▸ **STATED PROBLEM**: Copy the lines of the listing from the line with "TARGET = sofa cushion" through the end of the listing, substituting "image coordinates" for every "pixel coordinates" and leaving everything else unchanged.

▸ **MATERIAL**:
********************

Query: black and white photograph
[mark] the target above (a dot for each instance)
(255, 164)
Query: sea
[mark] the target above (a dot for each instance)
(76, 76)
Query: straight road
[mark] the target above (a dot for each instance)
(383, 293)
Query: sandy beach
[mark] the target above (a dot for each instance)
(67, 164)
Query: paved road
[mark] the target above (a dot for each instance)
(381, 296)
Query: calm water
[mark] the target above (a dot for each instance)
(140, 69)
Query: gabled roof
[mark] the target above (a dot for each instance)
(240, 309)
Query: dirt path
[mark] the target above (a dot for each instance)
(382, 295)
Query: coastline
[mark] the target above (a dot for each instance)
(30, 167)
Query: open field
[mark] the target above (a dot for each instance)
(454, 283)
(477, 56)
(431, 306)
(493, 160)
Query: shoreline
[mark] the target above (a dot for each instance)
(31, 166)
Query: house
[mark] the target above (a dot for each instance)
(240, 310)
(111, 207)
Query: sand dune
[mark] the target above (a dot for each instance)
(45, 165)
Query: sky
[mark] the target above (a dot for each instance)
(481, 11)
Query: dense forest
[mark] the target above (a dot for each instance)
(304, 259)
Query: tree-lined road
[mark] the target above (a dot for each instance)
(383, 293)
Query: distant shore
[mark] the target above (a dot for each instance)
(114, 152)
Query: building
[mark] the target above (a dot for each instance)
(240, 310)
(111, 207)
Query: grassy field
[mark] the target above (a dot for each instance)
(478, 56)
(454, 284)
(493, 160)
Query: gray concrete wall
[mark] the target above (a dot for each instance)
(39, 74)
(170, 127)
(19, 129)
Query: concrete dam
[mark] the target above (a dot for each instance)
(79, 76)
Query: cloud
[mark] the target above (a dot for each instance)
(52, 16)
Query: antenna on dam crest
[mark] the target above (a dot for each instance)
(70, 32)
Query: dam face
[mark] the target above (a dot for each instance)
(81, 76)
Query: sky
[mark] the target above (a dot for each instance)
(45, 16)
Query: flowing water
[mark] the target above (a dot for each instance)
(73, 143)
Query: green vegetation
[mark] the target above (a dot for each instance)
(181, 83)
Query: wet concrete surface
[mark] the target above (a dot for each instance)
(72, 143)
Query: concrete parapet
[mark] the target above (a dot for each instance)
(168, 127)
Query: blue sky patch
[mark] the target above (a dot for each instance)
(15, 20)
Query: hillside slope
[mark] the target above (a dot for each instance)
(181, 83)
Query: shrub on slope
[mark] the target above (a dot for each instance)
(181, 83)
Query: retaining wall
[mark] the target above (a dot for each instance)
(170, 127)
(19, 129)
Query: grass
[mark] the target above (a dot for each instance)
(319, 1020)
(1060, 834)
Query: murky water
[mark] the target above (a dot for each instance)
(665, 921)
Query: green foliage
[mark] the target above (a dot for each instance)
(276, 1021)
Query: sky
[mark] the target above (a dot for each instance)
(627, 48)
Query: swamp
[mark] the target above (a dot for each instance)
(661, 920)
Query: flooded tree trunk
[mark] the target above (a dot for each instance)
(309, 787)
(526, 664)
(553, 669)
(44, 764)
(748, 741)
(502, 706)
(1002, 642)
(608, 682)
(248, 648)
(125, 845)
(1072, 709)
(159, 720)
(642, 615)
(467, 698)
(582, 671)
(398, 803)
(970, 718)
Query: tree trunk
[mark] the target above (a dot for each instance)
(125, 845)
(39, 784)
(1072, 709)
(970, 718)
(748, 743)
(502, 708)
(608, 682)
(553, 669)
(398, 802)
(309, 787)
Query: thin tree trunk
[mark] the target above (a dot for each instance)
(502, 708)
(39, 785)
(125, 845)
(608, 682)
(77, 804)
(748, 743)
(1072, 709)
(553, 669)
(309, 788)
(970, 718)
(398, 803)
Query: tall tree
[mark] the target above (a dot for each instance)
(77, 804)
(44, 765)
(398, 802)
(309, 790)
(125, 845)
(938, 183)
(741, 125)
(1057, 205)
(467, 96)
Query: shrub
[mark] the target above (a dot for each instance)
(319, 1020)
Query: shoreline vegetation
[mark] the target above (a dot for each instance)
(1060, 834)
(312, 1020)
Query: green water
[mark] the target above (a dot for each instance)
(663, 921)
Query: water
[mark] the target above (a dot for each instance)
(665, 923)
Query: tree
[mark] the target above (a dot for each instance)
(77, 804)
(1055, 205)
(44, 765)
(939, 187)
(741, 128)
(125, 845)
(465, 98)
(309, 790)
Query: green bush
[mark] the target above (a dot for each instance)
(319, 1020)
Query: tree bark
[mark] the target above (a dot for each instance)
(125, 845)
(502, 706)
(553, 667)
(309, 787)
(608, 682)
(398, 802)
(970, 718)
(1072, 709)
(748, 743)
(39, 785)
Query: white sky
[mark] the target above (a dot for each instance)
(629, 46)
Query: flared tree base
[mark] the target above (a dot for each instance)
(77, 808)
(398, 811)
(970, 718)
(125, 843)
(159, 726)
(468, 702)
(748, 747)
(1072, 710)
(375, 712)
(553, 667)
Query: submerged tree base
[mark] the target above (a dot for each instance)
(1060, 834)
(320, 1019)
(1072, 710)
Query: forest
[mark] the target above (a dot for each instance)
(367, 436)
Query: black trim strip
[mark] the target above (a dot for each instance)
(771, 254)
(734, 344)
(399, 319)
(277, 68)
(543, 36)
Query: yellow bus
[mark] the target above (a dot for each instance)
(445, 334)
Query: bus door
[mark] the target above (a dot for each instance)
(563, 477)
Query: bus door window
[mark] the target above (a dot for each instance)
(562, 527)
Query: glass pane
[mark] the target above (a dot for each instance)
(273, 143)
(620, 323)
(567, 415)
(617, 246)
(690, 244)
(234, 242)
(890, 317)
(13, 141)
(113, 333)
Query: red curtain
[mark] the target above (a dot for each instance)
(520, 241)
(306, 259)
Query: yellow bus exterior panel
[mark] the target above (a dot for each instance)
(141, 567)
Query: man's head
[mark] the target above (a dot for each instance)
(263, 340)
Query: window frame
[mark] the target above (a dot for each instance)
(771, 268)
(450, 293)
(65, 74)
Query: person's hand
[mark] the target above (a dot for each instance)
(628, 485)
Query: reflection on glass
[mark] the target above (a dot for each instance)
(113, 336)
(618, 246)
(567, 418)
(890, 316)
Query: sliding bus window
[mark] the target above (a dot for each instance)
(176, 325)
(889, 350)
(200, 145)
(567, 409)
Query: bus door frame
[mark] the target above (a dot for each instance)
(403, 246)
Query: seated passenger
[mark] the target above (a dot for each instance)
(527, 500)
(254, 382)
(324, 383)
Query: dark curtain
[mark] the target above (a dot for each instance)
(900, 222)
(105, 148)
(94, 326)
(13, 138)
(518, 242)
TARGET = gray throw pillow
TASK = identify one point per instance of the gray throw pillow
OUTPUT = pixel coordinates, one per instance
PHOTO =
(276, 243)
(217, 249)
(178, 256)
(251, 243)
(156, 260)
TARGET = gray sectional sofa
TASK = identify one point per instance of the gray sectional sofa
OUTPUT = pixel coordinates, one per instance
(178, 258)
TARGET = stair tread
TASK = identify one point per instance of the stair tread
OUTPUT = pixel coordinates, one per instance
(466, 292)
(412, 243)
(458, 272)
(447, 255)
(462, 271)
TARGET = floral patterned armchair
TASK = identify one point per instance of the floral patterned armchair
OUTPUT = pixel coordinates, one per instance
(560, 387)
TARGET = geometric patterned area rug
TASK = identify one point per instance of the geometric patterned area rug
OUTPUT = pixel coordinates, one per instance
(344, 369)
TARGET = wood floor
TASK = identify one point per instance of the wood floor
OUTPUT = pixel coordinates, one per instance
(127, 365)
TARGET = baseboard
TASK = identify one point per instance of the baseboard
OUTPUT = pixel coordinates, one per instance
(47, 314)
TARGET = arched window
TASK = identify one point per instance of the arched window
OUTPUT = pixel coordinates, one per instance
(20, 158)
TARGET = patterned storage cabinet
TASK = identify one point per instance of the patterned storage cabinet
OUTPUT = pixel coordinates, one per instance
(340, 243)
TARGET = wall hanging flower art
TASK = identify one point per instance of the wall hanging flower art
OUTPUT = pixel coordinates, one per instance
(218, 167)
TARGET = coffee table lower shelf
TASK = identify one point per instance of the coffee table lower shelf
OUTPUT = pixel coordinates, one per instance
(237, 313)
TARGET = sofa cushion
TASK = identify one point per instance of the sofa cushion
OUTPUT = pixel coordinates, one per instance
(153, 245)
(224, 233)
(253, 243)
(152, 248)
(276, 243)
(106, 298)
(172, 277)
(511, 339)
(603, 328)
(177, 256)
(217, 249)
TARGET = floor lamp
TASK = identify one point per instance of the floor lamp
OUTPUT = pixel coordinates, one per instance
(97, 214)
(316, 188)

********************

▸ **THE ANSWER**:
TARGET = sofa cushion
TASK = identify one point per instance of the sofa cushion
OUTPUT = image coordinates, one per instance
(153, 245)
(224, 233)
(253, 243)
(152, 248)
(276, 243)
(106, 298)
(172, 277)
(511, 339)
(603, 328)
(177, 256)
(217, 249)
TARGET = floor lamp
TASK = identify one point per instance of the floor lamp
OUTPUT = image coordinates, one per instance
(97, 214)
(316, 188)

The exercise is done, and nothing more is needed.